**DIRECTIONS**
Reproduce the data exactly.

**EXERCISE DATA**

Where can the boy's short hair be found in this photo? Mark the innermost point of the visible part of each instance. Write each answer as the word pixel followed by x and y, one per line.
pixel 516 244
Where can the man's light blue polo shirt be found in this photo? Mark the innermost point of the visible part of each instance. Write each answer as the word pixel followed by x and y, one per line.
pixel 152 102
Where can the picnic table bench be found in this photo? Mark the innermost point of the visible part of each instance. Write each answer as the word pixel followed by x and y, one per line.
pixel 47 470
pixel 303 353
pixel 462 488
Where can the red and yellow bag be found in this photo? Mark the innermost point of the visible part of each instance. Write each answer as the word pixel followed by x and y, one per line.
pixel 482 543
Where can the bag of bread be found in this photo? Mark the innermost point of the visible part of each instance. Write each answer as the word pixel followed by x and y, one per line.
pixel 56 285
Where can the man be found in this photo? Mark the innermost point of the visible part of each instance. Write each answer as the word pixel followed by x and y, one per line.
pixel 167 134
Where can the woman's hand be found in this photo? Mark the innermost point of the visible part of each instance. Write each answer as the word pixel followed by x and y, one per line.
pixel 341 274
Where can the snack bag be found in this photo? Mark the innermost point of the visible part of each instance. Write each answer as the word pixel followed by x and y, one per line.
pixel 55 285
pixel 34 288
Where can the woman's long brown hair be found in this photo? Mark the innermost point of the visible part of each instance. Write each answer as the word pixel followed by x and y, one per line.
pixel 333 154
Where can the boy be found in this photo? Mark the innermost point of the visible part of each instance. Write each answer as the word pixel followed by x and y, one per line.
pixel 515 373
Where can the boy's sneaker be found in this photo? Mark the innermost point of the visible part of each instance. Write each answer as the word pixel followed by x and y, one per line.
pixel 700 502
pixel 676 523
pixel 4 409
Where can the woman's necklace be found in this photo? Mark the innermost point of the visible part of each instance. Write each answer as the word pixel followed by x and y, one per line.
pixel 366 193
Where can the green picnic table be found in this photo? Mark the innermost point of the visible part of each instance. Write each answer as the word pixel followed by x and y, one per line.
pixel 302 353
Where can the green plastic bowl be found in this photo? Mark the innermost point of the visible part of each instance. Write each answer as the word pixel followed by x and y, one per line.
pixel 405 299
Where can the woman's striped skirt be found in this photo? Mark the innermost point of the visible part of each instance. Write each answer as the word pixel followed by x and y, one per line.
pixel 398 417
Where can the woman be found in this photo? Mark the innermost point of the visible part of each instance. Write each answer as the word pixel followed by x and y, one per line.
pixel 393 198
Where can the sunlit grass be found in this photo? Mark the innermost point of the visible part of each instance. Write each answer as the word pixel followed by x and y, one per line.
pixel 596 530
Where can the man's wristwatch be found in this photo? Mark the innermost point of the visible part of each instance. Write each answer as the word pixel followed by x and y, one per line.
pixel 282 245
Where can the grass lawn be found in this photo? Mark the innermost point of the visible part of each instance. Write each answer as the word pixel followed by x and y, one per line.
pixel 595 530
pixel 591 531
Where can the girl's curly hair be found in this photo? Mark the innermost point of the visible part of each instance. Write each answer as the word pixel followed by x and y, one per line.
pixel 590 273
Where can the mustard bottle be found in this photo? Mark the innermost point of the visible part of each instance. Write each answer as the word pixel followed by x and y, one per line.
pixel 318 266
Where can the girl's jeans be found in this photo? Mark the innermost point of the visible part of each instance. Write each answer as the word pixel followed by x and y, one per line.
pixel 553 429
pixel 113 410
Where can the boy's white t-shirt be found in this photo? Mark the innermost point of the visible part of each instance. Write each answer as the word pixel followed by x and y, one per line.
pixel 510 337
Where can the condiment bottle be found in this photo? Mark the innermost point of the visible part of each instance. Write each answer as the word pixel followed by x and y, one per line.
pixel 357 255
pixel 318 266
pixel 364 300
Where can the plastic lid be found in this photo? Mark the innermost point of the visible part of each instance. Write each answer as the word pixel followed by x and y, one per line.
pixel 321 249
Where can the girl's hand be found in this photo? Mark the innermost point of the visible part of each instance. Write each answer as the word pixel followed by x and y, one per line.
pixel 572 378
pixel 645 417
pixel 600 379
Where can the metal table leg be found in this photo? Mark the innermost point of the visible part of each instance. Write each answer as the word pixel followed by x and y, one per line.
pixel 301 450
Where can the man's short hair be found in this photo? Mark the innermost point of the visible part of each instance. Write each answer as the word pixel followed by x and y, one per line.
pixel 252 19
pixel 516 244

**YOUR RESPONSE**
Where can the boy's short hair be found in this photo? Mark the innermost point of the visible part of each instance. Write each answer as the word pixel followed by x and y, one per line.
pixel 516 244
Where can the man's light blue polo shirt be found in this photo? Mark the innermost point of the visible part of each instance. Write each answer as the word pixel followed by x and y, one per line.
pixel 152 102
Where can the picnic table bench be found in this photo? Mark the innermost point of the visible part of each instance. Write each answer as the word pixel followed by x and y, one per line.
pixel 47 470
pixel 303 353
pixel 462 488
Where can the red and yellow bag be found in this photo? Mark the innermost point of the visible part of each instance. Write each answer as the word pixel followed by x and y, one per line.
pixel 482 543
Where can the bag of bread be found in this photo? Mark the innermost point of the visible part of each instance. Write each answer as the word pixel followed by x and y, one per line.
pixel 56 285
Where can the man be found in this photo? Mark the innermost point of the visible part of each instance. Write each answer as the word pixel followed by x and y, one per line.
pixel 167 134
Where can the woman's hand be found in this photo? Mark the innermost point of the visible part of each instance. Write each answer as the word pixel followed by x and y, one per line.
pixel 341 274
Where can the snack bag be found in this photo? Mark the innermost point of the visible part of each instance. Write each answer as the word pixel followed by x and y, one per line.
pixel 55 285
pixel 34 288
Where can the woman's long brown hair be found in this photo? Mark the innermost point of the visible part of each instance. Write each answer as the word pixel followed by x and y, one per line.
pixel 333 154
Where can the boy be found in this photo? Mark the innermost point of the visible part of each instance. Write each answer as the word pixel followed by x and y, one per line.
pixel 515 373
Where can the boy's sneaker be found in this photo? Mark the innermost point of the visible part of each instance. Write each answer as the word pixel followed by x and y, one per line.
pixel 700 502
pixel 676 523
pixel 4 409
Where can the woman's necklace be found in this photo? Mark the innermost point of the visible part of each instance. Write each answer as the word pixel followed by x and y, one per line.
pixel 366 193
Where can the green picnic table be found in this photo? Mark the innermost point of the visible part of each instance. Write each answer as the word pixel followed by x and y, one per line.
pixel 302 353
Where can the green plastic bowl be found in this photo? Mark the innermost point of the visible part of each instance. Write each answer as the word pixel followed by x and y, one per line.
pixel 405 299
Where can the woman's striped skirt be found in this photo? Mark the innermost point of the visible part of each instance. Write each answer as the word pixel followed by x and y, one per line.
pixel 398 417
Where can the woman be found in this photo? Mark the innermost point of the visible part of each instance. Write each answer as the word pixel followed by x and y, one per line.
pixel 393 198
Where can the sunlit grass be found in this photo? Mark the innermost point of the visible part of each instance. Write each answer as the word pixel followed by x and y, one per line.
pixel 596 530
Where can the man's wristwatch be found in this photo? Mark the innermost point of the visible part of each instance. Write each answer as the word pixel followed by x and y, one per line.
pixel 282 245
Where can the grass lawn be found in this photo? Mark the innermost point of the visible part of each instance. Write each answer as the word pixel followed by x and y, one per line.
pixel 595 530
pixel 591 531
Where can the girl's curly hair be found in this photo? Mark the innermost point of the visible part of each instance. Write each answer as the word pixel followed by x and y, one per line.
pixel 590 273
Where can the mustard bottle be found in this photo? Mark the innermost point of the visible part of each instance. Write each answer as the word pixel followed by x and y, one per line.
pixel 318 266
Where can the girl's jeans be found in this photo? Mark the innermost point of the visible part of each instance. Write each answer as the word pixel followed by x and y, one per line.
pixel 553 429
pixel 113 410
Where can the boy's white t-shirt be found in this photo? Mark the innermost point of the visible part of each instance. Write each answer as the word pixel followed by x and y, one per line.
pixel 510 337
Where can the condiment bottle be found in this photo? Mark the innermost point of the visible part of each instance. Write each answer as the word pixel followed by x and y, one per line.
pixel 357 255
pixel 318 266
pixel 364 300
Where can the plastic lid be found in this photo? Mark the innermost point of the visible part of each instance. Write each answer as the word pixel followed by x and y, one per line.
pixel 321 249
Where can the girl's hand be found in this photo? Mark the innermost point of the visible part of each instance. Write each answer as the word pixel followed by x and y, one per line.
pixel 572 378
pixel 645 417
pixel 600 379
Where can the metal table leg be found in this photo? Mark the innermost point of the visible part of each instance. Write each answer as the word pixel followed by x and y, one per line.
pixel 301 450
Where can the man's short hair be found in this photo? Mark the innermost point of the visible part of each instance. Write each answer as the word pixel followed by x and y, one per line.
pixel 252 19
pixel 516 244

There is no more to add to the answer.